### THE PROBLEM:
Copy every one of the records below verbatim, leaving each line unchanged.

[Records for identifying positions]
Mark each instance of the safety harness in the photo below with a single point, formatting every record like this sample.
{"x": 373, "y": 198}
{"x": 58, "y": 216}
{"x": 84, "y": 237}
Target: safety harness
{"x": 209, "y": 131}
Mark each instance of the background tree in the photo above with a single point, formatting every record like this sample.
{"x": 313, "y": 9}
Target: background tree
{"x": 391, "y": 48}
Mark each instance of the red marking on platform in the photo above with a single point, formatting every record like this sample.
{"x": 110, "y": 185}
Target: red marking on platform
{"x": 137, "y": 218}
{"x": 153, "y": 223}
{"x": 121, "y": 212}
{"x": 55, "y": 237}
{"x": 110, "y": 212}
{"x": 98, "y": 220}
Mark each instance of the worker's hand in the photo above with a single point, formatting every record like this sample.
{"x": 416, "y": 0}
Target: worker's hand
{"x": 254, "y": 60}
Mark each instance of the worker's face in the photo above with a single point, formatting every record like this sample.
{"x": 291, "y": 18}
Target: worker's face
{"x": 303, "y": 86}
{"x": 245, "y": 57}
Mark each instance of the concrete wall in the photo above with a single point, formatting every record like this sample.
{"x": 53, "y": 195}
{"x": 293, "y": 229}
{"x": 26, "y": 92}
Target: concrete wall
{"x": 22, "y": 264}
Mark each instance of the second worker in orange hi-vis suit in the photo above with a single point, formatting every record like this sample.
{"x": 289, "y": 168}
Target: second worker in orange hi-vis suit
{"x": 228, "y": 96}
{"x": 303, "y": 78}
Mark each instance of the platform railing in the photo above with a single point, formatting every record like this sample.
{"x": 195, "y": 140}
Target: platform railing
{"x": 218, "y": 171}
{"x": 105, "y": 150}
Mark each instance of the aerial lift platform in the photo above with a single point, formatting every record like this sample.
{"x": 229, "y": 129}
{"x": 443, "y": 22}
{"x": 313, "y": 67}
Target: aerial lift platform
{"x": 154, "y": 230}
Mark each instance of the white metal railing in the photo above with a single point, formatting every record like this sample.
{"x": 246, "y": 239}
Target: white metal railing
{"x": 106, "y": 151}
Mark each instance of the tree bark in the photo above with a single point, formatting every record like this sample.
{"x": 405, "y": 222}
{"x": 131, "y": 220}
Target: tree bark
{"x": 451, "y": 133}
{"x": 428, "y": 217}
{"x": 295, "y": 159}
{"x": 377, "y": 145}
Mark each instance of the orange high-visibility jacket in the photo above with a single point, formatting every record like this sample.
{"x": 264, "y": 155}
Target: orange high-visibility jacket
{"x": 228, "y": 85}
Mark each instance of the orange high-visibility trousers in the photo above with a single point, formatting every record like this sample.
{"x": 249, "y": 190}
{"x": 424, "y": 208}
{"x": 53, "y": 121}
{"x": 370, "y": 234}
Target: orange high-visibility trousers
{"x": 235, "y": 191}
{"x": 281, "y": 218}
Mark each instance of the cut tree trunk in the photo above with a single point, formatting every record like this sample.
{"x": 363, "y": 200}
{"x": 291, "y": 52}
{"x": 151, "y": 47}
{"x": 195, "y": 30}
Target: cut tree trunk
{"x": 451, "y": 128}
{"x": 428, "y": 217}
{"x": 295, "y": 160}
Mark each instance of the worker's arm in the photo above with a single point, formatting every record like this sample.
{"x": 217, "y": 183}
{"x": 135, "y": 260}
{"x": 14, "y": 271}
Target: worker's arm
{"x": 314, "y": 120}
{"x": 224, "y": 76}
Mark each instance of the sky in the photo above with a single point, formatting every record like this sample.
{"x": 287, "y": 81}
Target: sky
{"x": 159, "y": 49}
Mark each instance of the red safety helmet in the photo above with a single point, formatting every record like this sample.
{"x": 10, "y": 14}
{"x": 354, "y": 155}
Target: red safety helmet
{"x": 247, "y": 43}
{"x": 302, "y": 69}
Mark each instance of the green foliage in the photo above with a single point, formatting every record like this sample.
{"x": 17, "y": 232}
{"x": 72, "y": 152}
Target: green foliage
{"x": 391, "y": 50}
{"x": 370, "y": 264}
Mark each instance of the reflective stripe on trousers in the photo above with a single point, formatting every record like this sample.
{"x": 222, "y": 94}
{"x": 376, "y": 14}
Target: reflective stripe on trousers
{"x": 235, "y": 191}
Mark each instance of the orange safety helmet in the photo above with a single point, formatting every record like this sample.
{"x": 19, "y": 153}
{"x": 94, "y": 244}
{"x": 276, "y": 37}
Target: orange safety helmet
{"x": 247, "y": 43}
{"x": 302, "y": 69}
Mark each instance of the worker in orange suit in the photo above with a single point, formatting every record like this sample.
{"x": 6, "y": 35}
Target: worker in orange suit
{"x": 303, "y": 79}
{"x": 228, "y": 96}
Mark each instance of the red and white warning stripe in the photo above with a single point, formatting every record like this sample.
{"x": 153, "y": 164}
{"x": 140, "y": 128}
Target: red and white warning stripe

### COMPLETED EXERCISE:
Mark each instance of the safety harness in the photo below with a single point, formatting every record like this sample.
{"x": 373, "y": 198}
{"x": 58, "y": 216}
{"x": 84, "y": 237}
Target: safety harness
{"x": 209, "y": 131}
Mark each instance of the background tree in the photo above with a single point, formatting every record like this sample.
{"x": 313, "y": 9}
Target: background tree
{"x": 391, "y": 48}
Mark each instance of the red marking on platform in the photo above with a single point, formatting every record like this sample.
{"x": 110, "y": 185}
Target: red marking on platform
{"x": 137, "y": 218}
{"x": 153, "y": 223}
{"x": 121, "y": 212}
{"x": 55, "y": 237}
{"x": 110, "y": 212}
{"x": 98, "y": 220}
Mark each instance of the worker's hand in the photo above with a single point, formatting every record like this sample.
{"x": 416, "y": 0}
Target: worker's hand
{"x": 254, "y": 60}
Mark each instance of the worker's face in the photo above with a single point, formatting every record like this sample.
{"x": 291, "y": 18}
Target: worker's face
{"x": 303, "y": 86}
{"x": 245, "y": 57}
Mark each instance of the concrete wall in the photo above with a single point, formatting every record like this sample.
{"x": 53, "y": 195}
{"x": 293, "y": 229}
{"x": 26, "y": 92}
Target: concrete wall
{"x": 22, "y": 264}
Mark each instance of the second worker in orange hi-vis suit in the photo above with a single point, formatting every record like this sample.
{"x": 289, "y": 168}
Target: second worker in orange hi-vis suit
{"x": 228, "y": 96}
{"x": 303, "y": 78}
Mark each instance of the platform railing in the photo above with a single point, formatting every record like this sample.
{"x": 195, "y": 140}
Target: platform railing
{"x": 218, "y": 171}
{"x": 105, "y": 150}
Mark each instance of the aerial lift platform in the photo above with a single point, formatting every record like this sample.
{"x": 229, "y": 129}
{"x": 443, "y": 22}
{"x": 313, "y": 67}
Target: aerial lift platform
{"x": 154, "y": 230}
Mark each instance of the white metal railing in the photo above with a single point, formatting every record like this sample.
{"x": 246, "y": 239}
Target: white metal railing
{"x": 106, "y": 151}
Mark each instance of the tree bark in the photo above with a single point, formatting every record like this sample.
{"x": 405, "y": 222}
{"x": 131, "y": 220}
Target: tree bark
{"x": 451, "y": 133}
{"x": 428, "y": 217}
{"x": 295, "y": 159}
{"x": 377, "y": 145}
Mark each instance of the orange high-visibility jacket in the photo above with a single point, formatting every record like this sample.
{"x": 264, "y": 155}
Target: orange high-visibility jacket
{"x": 228, "y": 85}
Mark each instance of the orange high-visibility trousers in the photo above with a single point, formatting every record like this sample.
{"x": 249, "y": 190}
{"x": 424, "y": 208}
{"x": 53, "y": 121}
{"x": 370, "y": 234}
Target: orange high-visibility trousers
{"x": 235, "y": 191}
{"x": 281, "y": 218}
Mark each instance of the cut tree trunk in the photo above with a single point, formatting every record like this sample.
{"x": 363, "y": 200}
{"x": 291, "y": 52}
{"x": 151, "y": 47}
{"x": 195, "y": 30}
Target: cut tree trunk
{"x": 451, "y": 128}
{"x": 428, "y": 217}
{"x": 295, "y": 160}
Mark each instance of the worker's arm in the photo above with a single point, formatting every record like this sample.
{"x": 217, "y": 183}
{"x": 135, "y": 260}
{"x": 14, "y": 271}
Target: worker's arm
{"x": 314, "y": 120}
{"x": 224, "y": 76}
Mark each instance of the sky in the photo above with a single point, formatting every record like this sample.
{"x": 287, "y": 81}
Target: sky
{"x": 159, "y": 49}
Mark each instance of the red safety helmet in the photo above with a single point, formatting every record like this sample.
{"x": 10, "y": 14}
{"x": 354, "y": 155}
Target: red safety helmet
{"x": 247, "y": 43}
{"x": 302, "y": 69}
Mark each instance of the green foliage in the photo above with a single point, formatting every record like this sample.
{"x": 17, "y": 232}
{"x": 72, "y": 152}
Target: green foliage
{"x": 391, "y": 50}
{"x": 370, "y": 264}
Mark each instance of the reflective stripe on trousers in the photo above with a single point, formatting every record like this sample.
{"x": 222, "y": 94}
{"x": 376, "y": 14}
Target: reflective stripe on trousers
{"x": 235, "y": 191}
Mark each instance of the orange safety helmet in the photo above with a single point, formatting every record like this sample.
{"x": 19, "y": 153}
{"x": 94, "y": 244}
{"x": 276, "y": 37}
Target: orange safety helmet
{"x": 247, "y": 43}
{"x": 302, "y": 69}
Mark each instance of the worker in orange suit in the photo above with a single point, formatting every record like this sample.
{"x": 6, "y": 35}
Target: worker in orange suit
{"x": 303, "y": 79}
{"x": 228, "y": 96}
Mark each instance of the red and white warning stripe in the photo above with a single point, formatting every record like this sample.
{"x": 153, "y": 164}
{"x": 140, "y": 128}
Target: red and white warning stripe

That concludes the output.